**The problem**
Count the lines in the rows below that contain the string "leaf", treating uppercase and lowercase as different, and reply with only the number.

(Rows of named objects to point at)
■ ■ ■ ■

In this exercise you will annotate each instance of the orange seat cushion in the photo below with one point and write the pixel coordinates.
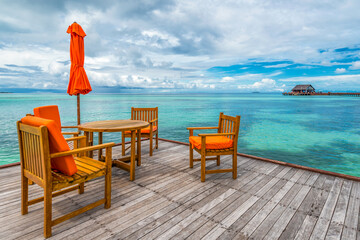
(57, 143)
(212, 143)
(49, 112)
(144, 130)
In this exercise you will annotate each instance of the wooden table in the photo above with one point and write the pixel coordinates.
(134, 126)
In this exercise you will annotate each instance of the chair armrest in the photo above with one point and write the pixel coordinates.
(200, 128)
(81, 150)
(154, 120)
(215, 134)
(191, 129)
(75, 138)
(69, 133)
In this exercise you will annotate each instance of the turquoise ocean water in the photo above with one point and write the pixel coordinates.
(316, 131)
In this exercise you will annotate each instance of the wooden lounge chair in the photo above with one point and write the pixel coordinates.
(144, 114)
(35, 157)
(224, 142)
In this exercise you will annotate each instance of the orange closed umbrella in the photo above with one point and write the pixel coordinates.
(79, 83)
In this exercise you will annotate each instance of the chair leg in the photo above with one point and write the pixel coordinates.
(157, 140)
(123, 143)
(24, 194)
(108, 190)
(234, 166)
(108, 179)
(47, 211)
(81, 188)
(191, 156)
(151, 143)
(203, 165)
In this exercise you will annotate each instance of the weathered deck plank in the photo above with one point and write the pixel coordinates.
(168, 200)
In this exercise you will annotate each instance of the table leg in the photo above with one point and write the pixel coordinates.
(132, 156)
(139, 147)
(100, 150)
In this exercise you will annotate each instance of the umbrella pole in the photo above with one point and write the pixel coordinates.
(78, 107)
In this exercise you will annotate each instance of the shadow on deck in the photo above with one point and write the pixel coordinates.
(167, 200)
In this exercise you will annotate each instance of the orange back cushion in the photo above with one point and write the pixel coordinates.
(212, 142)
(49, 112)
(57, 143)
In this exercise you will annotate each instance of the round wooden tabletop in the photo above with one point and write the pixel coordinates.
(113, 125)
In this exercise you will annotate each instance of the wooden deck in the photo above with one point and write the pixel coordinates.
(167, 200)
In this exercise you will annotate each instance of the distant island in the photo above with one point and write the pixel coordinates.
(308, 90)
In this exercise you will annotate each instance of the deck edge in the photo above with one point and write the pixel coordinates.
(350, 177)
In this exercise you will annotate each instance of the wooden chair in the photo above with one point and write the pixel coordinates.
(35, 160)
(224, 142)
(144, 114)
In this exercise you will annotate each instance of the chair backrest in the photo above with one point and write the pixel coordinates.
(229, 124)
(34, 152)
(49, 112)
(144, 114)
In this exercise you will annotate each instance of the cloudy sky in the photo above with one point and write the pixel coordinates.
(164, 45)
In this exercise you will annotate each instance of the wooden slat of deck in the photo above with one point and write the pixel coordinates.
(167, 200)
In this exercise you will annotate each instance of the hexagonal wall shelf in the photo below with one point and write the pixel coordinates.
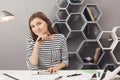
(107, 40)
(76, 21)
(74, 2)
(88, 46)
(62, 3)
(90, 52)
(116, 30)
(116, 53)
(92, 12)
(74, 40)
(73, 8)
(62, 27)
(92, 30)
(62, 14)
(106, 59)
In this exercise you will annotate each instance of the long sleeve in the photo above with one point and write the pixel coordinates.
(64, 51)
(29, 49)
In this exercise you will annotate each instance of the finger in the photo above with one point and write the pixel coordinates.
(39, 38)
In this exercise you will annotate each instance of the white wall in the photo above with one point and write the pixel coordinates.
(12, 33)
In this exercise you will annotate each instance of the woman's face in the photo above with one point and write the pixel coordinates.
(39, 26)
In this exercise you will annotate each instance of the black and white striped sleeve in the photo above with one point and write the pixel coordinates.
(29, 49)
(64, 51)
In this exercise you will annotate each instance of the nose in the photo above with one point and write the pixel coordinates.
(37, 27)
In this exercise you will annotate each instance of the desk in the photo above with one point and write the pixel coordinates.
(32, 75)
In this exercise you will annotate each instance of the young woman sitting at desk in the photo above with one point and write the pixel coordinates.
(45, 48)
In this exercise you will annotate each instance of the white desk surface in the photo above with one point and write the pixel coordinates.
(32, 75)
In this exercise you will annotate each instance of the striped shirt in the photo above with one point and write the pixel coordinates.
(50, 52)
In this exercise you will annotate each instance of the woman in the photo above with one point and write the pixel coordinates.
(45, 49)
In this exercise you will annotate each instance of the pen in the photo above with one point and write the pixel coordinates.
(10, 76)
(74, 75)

■ ■ ■ ■

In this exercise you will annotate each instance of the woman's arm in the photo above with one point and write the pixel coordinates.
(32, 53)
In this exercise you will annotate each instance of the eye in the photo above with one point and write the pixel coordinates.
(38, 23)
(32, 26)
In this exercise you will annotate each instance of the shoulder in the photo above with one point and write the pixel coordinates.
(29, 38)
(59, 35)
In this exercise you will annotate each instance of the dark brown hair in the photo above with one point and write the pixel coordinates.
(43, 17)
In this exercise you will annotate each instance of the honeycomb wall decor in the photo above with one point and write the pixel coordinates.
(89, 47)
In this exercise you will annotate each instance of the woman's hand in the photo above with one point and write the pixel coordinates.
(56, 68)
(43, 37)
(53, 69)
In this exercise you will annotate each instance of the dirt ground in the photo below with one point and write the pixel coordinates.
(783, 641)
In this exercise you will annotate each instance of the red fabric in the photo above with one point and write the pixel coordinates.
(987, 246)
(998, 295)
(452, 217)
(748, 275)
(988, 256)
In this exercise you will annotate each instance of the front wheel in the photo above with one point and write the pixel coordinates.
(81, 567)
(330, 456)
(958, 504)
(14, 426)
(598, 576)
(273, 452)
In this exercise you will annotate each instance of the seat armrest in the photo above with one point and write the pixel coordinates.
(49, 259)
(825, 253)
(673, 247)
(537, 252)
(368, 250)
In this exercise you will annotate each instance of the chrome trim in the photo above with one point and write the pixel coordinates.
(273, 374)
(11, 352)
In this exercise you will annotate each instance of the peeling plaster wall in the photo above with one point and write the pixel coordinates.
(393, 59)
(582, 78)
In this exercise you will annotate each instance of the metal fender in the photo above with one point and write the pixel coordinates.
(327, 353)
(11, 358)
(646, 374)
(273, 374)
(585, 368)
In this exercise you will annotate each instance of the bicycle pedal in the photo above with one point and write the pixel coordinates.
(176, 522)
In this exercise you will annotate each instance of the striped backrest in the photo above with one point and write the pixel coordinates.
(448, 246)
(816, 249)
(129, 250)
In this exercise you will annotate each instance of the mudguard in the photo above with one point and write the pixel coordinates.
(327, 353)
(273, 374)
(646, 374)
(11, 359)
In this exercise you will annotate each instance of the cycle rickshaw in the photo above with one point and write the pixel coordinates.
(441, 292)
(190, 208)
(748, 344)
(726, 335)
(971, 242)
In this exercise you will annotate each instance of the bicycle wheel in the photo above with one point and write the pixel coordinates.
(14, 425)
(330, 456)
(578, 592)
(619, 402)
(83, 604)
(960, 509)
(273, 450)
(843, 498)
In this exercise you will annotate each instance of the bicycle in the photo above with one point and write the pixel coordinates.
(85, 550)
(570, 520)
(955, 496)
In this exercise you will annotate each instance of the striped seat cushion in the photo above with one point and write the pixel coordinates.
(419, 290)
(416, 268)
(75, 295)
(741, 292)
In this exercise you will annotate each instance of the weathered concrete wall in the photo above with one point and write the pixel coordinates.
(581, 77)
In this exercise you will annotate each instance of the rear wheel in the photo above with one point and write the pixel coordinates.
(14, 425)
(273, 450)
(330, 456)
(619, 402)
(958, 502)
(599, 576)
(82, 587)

■ ■ ■ ■

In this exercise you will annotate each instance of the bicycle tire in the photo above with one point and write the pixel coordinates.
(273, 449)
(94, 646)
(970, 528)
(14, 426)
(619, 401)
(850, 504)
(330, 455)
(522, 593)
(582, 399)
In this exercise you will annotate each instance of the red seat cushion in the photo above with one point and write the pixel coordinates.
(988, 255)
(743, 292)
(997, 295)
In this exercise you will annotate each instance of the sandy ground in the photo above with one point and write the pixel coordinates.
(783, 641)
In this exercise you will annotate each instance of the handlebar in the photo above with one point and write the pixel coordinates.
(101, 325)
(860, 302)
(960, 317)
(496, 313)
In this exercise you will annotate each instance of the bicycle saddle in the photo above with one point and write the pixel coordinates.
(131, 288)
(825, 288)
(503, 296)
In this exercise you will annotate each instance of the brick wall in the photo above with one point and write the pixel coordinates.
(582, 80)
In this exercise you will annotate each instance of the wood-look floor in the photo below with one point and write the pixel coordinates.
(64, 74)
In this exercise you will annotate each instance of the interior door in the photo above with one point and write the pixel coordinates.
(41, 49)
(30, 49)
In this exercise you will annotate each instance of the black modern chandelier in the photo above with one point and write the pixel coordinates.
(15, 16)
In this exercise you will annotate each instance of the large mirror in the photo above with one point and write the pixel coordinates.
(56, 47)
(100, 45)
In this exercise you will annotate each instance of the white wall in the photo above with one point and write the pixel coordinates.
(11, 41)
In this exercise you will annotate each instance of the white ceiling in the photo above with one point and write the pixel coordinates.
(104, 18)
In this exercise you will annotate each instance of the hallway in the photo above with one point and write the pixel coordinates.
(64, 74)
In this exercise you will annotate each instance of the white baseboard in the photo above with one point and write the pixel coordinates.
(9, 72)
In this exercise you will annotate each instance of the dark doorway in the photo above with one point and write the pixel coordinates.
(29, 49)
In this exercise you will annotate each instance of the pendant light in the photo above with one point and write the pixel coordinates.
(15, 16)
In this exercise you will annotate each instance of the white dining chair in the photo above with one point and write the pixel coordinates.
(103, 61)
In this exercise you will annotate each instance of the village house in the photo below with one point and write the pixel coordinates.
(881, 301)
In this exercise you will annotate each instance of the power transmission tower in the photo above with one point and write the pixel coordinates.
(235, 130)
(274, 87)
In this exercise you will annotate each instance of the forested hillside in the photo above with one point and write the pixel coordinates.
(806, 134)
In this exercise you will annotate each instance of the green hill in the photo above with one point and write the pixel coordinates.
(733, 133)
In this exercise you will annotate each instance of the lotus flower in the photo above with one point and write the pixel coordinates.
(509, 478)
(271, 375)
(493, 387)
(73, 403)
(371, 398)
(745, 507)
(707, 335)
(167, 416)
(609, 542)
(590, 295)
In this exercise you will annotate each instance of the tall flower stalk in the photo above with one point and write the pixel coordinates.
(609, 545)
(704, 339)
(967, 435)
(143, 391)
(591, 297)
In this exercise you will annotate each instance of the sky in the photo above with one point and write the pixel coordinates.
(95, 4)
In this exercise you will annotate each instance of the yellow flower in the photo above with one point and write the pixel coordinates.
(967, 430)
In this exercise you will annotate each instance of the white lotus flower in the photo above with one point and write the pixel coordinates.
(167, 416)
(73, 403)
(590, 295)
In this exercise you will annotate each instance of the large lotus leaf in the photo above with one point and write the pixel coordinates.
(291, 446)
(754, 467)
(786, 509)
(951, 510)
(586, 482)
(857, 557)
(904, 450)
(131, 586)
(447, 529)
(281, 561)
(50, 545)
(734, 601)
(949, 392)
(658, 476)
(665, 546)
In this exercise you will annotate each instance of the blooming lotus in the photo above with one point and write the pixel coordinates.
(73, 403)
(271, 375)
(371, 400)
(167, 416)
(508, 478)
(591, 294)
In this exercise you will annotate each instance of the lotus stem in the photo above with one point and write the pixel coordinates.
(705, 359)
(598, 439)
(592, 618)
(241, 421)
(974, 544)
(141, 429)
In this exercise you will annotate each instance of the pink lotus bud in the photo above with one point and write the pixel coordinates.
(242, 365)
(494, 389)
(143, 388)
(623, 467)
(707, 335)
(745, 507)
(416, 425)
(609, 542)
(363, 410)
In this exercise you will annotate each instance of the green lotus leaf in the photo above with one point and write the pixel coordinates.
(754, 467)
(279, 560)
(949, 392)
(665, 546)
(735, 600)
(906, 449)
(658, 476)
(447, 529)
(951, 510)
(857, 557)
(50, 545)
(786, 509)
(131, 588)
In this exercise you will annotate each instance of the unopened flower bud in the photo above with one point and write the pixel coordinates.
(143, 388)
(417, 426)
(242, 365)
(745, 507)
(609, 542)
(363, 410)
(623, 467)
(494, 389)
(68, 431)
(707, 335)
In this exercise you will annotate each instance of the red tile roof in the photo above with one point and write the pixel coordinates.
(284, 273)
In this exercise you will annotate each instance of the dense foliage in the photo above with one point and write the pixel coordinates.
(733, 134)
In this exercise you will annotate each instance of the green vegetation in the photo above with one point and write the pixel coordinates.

■ ■ ■ ■

**The result**
2